# BRIEF
Your output should be the lines of the data that follow, reproduced exactly from the first through the line bearing "Identify the sandy".

BEGIN TASK MATERIAL

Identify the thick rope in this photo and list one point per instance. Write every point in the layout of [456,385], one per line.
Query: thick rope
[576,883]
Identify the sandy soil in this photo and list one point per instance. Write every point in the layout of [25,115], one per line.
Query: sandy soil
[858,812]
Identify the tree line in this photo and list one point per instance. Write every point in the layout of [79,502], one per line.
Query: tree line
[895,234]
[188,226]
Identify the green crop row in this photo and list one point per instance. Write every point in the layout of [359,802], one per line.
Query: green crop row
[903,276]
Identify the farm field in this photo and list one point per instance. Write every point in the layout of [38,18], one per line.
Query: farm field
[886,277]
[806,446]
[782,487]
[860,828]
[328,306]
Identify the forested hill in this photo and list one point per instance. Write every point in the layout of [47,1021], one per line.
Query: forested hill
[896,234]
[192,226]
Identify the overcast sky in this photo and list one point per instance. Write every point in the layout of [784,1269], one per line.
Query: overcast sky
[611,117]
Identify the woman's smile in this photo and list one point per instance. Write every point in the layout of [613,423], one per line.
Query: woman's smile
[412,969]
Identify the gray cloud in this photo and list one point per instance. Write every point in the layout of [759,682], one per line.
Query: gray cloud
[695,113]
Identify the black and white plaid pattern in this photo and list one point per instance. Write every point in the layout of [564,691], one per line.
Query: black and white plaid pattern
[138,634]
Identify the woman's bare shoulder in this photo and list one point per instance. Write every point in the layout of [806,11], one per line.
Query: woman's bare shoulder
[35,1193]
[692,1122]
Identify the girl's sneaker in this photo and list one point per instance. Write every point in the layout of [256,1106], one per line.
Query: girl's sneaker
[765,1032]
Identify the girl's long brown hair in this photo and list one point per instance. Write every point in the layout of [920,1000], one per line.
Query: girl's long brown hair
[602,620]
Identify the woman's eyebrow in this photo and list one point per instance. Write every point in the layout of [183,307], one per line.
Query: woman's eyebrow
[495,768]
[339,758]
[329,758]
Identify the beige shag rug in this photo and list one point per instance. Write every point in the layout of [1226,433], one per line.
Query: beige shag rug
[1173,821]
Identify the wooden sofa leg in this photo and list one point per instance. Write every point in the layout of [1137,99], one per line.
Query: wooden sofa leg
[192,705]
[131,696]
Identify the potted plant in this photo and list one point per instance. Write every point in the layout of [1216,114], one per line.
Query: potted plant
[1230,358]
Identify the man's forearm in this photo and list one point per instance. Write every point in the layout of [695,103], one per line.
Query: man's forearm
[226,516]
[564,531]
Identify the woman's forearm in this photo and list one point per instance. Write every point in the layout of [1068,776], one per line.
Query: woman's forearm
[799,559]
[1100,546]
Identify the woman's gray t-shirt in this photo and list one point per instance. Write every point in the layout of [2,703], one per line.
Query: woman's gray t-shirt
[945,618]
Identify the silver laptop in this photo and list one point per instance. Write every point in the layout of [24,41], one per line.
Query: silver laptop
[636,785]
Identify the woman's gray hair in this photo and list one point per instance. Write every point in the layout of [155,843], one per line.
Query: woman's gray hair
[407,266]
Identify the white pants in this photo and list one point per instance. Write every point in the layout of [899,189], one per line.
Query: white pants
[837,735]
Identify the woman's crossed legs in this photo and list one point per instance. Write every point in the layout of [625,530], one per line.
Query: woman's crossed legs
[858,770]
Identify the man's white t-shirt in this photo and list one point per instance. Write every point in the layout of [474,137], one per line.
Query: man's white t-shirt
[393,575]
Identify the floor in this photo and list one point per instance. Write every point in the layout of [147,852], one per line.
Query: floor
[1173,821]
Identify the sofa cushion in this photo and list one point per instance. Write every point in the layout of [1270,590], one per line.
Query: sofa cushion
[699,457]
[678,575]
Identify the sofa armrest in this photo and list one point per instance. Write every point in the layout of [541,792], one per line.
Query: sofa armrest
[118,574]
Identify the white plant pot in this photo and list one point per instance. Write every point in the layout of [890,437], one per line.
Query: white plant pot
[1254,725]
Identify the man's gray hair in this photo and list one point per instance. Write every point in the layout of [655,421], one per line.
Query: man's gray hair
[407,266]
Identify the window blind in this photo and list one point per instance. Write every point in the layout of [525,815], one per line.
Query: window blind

END TASK MATERIAL

# EXERCISE ANSWER
Identify the thick rope in this photo and list one point per instance. Write every point in the layout of [456,385], one per line.
Query: thick rope
[576,883]
Identify the sandy soil in this photo and list one point per instance. Write every point in the layout of [25,115], one per line.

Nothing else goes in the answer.